#### [Text segment]
(begin)

The Company has secured a new, medium-term gas purchase agreement for up to 6,000 MMBtu/day of RNG® to be produced by projects physically located in Texas. Terms of the agreement, including the identity of the buyer, are confidential.

In addition, the Company is poised to commence site work at the Rio Leche and Cnossen projects in accordance with its previously announced schedule.

California Projects Update

The Company has been granted all the required permits associated with its California projects, except for the air permit on the Bar 20 project, which it expects to have in hand shortly. The Company has begun discussions with engineering and construction contractors related to the build out of these projects. As previously announced, the Company submitted an application for an allocation of tax-exempt bond financing in California to support the construction of the Riverdale Cluster and Hanford Cluster projects in March, and expects to file a similar application for an allocation for the Bar 20 project by the end of May.

JBS Swift Grand Island Project

Site activities are expected to begin shortly at the JBS Swift Grand Island facility in Nebraska in accordance with our previously announced schedule. The Nebraska Investment Finance Authority (NIFA) approved a volume cap allocation of $7 million in tax exempt bond financing at the end of March, 2008. The Company is seeking to obtain this financing in support of the Swift project

Sale of Wisconsin Greenhouse Gas Offset Credits

The Company sold greenhouse gas offset credits from the Wisconsin facilities for vintage years 2005 and 2006 since our last update. Total proceeds of $342,000 from these sales include $171,000 of income for management of the credits. The balance of the proceeds was credited against the outstanding notes on the Wisconsin facilities in accordance with the Company's contracts with the owners of the facilities.

Annual Meeting

Environmental Power has scheduled its 2008 Annual Meeting of Stockholders for Wednesday June 11, 2008, in Dallas, Texas at 10:00am CDT. The meeting will be held at the Dallas Marriott Solana near DFW Airport in Westlake, Texas. Further information regarding the Annual Meeting is included in proxy materials filed with the Securities and Exchange Commission.

The Company's Board of Directors has set a record date of April 25 for the Annual Meeting.

(end)

#### [Items]
(begin)

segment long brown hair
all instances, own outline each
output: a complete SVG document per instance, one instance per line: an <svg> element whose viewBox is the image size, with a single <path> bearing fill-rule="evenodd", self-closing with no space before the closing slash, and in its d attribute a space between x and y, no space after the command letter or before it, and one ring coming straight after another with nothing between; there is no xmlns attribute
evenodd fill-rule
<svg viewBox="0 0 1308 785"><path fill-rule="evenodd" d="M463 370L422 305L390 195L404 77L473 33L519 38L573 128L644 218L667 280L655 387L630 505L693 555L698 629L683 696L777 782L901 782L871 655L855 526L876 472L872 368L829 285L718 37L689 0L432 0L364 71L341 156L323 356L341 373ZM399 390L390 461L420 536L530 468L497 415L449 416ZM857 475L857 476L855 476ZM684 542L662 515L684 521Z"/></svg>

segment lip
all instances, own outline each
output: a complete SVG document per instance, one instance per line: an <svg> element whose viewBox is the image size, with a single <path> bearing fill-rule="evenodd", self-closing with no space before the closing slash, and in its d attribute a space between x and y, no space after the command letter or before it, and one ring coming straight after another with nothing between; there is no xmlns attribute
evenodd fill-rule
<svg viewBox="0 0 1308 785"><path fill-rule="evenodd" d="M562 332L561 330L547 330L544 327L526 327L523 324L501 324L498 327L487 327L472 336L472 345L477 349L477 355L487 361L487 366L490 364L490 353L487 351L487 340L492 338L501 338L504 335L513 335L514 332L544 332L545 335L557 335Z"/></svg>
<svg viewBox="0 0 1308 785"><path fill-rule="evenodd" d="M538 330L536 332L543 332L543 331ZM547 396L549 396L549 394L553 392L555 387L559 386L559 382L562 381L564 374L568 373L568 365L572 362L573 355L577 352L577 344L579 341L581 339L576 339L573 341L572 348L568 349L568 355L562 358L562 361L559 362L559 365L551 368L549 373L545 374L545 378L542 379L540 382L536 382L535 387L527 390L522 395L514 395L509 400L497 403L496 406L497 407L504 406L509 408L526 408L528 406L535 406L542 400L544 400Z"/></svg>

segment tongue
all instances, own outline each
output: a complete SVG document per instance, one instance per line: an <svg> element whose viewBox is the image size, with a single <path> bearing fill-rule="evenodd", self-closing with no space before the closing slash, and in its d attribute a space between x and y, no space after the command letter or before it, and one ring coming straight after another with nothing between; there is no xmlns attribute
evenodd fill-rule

(end)

#### [Your instructions]
Answer these questions from the company update.
(a) What volume cap allocation of tax-exempt bond financing did the Nebraska Investment Finance Authority approve?
(b) What were the total proceeds from the sale of the Wisconsin greenhouse gas offset credits?
(c) At what venue will the 2008 Annual Meeting of Stockholders be held?

#### [Solution to this exercise]
(a) $7 million
(b) $342,000
(c) The Dallas Marriott Solana near DFW Airport in Westlake, Texas